How did the material get into the cave? The sediment entered the cave via the gully and through pipes in the cave ceiling. There is evidence of gnawing on horse and red deer bones. Clear evidence of differential digestion and breakage on small mammal bones indicate raptor accumulations, ie fossil pellets ejected by eagle owl and other species (?). There is no evidence of weathering of bones. Different birds of prey were involved. For example barn owls modify remains very slightly, tawny owl pellets show moderate modification and the most modified are mammalian predators.
No stone tools have been found so far but there are indications in the presence of articulated limbs of large mammals and a cluster of bones at the back of the cave with green-bone fractres consistent with the extraction of bone marrow. There is discoloration on the bones of deer, horse, hare and birds but no sedimentological or chemical reason for the staining. It is more consistent with the bones having been not burnt but near a source of heat. There is also a suggestion of charcoal in the deposits. The team intend to carry out experiments burning material and burying it at different depths to see whether this replicates the staining.
Palaeoenvironment and age
The sediments were deposited in a cool climate and steppe/tundra conditions but there was also a mix of temperate elements. Open ground conditions above the cave are indicated by the presence of Pupilla muscora, horse and microtine rodents and scree slopes by Vitrina pelucida. More sheltered areas included trees and shrubs in the gorge. A local water source is indicated by Golba truncate. Overall the sediments represent considerable climatic complexity.
Molluscs from early late glacial times are joined by post-glacial species. 20,000 years ago was the last glacial maximum, followed by a brief period of elevated warmth with very rapid warming of 6 or 7 o in a period of decades to 100 years. This was followed by a period of cold then rapid warming to the present day. The interglacial megafuna in Britain dwindled early, with lion and rhinoceros disappearing 29,000 years ago, though mammoths lasted a little longer.
Radiocarbon dates on the Gully cave material show that the earliest fossils are consistent with the period of rapid warming just after the last glacial maximum. Horses disappear with the spread of birch woodland and red deer replace them. The fossils represent a beautiful complete group including the younger Dryas assembly. This is a unique record for Britain in its completeness.

Extracted data
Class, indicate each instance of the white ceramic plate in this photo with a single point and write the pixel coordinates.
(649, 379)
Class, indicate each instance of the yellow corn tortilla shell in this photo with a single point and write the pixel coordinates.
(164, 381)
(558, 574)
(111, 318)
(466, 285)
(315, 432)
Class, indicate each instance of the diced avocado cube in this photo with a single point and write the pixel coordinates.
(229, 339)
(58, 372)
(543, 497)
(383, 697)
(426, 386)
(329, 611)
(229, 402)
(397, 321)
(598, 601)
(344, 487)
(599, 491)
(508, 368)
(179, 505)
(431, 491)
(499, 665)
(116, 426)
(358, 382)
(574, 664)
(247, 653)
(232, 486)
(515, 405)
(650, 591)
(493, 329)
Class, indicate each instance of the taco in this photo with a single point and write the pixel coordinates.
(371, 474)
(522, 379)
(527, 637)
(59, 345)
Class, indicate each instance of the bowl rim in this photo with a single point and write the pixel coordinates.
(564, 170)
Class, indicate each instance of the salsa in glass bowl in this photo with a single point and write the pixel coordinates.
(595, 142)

---

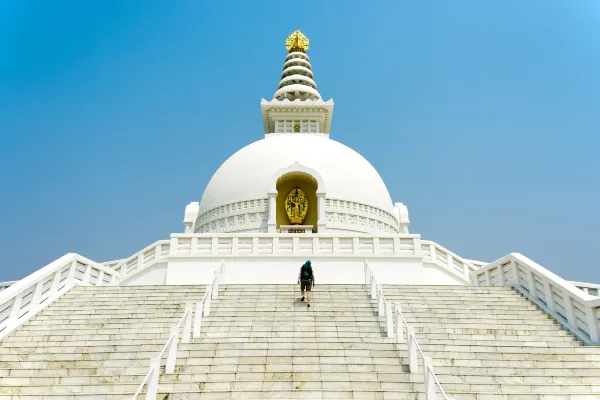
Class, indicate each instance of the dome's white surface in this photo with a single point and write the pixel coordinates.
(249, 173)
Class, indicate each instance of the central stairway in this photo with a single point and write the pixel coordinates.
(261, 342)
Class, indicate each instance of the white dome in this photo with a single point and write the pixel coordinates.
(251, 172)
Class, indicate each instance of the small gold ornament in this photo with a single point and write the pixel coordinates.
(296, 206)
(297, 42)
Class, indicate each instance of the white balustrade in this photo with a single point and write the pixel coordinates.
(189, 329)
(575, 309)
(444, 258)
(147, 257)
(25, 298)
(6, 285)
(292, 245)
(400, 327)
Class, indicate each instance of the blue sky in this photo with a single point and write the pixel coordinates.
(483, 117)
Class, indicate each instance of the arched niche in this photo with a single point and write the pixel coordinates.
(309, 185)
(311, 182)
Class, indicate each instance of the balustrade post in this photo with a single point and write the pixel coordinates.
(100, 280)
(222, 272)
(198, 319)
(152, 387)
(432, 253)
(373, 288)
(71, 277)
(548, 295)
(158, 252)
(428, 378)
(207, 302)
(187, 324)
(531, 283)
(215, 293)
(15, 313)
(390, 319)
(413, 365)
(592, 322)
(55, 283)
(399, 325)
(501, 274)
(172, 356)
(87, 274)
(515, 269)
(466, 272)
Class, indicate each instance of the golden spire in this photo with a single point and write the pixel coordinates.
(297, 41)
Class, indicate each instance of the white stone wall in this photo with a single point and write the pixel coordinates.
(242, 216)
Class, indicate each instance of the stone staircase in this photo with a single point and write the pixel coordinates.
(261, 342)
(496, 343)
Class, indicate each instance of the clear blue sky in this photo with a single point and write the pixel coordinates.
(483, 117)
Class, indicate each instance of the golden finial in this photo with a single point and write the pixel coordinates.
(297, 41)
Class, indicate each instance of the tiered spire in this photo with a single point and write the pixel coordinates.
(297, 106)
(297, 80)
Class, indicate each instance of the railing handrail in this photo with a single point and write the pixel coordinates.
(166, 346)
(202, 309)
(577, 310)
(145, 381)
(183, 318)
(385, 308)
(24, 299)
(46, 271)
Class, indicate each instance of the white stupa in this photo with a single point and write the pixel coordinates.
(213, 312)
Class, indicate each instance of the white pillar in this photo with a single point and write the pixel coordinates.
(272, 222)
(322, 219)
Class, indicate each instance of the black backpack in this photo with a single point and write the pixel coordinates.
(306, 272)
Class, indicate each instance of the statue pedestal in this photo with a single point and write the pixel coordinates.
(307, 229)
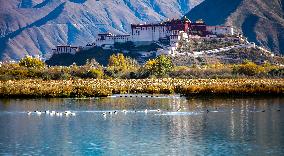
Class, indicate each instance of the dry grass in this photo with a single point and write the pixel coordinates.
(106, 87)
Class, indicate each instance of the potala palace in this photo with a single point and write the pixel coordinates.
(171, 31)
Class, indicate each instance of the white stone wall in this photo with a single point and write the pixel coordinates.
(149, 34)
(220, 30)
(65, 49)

---

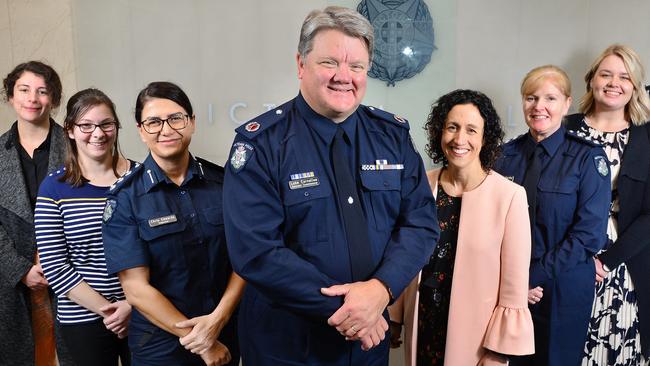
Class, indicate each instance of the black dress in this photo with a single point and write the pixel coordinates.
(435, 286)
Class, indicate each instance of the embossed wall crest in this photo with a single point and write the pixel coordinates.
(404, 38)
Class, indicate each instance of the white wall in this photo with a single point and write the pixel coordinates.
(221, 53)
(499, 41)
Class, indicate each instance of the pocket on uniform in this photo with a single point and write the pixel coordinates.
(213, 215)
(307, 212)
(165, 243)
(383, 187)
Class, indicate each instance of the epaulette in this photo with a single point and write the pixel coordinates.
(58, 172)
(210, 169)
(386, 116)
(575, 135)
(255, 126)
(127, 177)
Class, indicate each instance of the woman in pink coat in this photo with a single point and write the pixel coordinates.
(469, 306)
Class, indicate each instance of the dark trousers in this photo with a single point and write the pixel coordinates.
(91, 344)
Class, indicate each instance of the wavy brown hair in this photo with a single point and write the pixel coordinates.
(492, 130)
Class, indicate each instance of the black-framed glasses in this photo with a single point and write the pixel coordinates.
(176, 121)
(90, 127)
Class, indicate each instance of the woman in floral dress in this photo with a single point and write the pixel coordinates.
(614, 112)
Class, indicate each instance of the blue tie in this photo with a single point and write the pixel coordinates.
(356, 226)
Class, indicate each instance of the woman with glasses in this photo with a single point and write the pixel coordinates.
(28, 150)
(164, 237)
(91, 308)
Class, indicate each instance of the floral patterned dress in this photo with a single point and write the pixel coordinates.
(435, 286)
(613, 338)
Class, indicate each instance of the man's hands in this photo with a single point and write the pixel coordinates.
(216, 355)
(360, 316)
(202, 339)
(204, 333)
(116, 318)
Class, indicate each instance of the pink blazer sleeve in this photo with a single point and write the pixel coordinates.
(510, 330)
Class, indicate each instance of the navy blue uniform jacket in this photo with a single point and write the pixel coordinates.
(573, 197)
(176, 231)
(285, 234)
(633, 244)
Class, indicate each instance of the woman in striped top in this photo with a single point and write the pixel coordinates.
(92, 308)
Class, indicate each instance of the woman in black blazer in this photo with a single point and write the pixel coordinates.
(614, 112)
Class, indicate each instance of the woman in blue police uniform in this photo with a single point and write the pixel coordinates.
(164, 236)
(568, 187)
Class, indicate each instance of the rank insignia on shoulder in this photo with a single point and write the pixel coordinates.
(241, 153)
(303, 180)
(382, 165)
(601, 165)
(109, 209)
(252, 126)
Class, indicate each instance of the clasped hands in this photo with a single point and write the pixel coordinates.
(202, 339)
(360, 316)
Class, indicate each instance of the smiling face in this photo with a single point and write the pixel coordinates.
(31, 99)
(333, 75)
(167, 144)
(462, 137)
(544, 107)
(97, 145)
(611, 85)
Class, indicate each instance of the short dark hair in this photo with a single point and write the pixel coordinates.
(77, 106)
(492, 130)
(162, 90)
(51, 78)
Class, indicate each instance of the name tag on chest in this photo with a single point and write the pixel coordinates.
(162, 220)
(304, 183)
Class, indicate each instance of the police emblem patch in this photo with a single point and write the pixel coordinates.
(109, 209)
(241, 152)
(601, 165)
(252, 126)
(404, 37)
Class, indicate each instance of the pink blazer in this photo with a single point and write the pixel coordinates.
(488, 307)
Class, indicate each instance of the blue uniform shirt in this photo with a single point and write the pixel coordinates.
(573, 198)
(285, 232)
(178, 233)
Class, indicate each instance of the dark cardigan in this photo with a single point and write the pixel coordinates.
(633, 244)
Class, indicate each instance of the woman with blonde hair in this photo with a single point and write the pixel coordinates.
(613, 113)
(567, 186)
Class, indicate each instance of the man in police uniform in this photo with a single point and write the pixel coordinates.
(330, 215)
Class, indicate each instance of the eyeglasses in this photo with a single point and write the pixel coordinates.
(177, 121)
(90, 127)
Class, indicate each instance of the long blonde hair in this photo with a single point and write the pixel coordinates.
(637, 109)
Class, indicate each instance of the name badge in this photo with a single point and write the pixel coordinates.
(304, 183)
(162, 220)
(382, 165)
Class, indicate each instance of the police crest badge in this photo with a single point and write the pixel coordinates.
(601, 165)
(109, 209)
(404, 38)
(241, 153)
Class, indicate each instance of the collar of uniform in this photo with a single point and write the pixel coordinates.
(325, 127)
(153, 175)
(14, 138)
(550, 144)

Exercise 1
Please copy the Gully Cave text word for word, beginning at "How did the" and stopping after "are mammalian predators.".
Exercise 2
Continue the Gully Cave text from its final sentence onward.

Response area 1
How did the material get into the cave? The sediment entered the cave via the gully and through pipes in the cave ceiling. There is evidence of gnawing on horse and red deer bones. Clear evidence of differential digestion and breakage on small mammal bones indicate raptor accumulations, ie fossil pellets ejected by eagle owl and other species (?). There is no evidence of weathering of bones. Different birds of prey were involved. For example barn owls modify remains very slightly, tawny owl pellets show moderate modification and the most modified are mammalian predators.

Response area 2
Correlation with other sites
Gough’s Cave in Cheddar Gorge, in which human remains were found, has been dated at 12,600±80 to 12,415±60 BP, which correlates with the oldest Gully Cave material. It has indications of selective predation on horse (90% of the fauna), red deer, mountain hare & lynx. Bones show similar staining and there are human tools, cut marks on bones and evidence of cannibalism in the cut-marked and butchered human remains.
Together with other sites, these indicate that occupation of south-west England by humans was consistent with the period of rapid warming. Sites around Cresswell Crags in Derbyshire were occupied slightly later and there is a transition from horse to mountain hare.
As already indicated, the faunas are a mixture of those still present in Britain and arctic or central Asian species. The question arises as to whether this reflects the presence of non-analogue disharmonious faunas or is due to a lack of resolution. Gully cave has, in fact, very high resolution and the evidence to date may support the theory of cryptic northern refugia, ie not everything retreated as the climate cooled but some continued in refugia in sheltered areas such as Ebbor Gorge. Sun Hole and Soldier’s Hole, also in the Mendips represent the same period as Gough’s Cave and have saiga antelopes.
Summary and future work
Gully Cave has a high-resolution palaeoenvironmental record through the late glacial period underpinned by a robust chronology.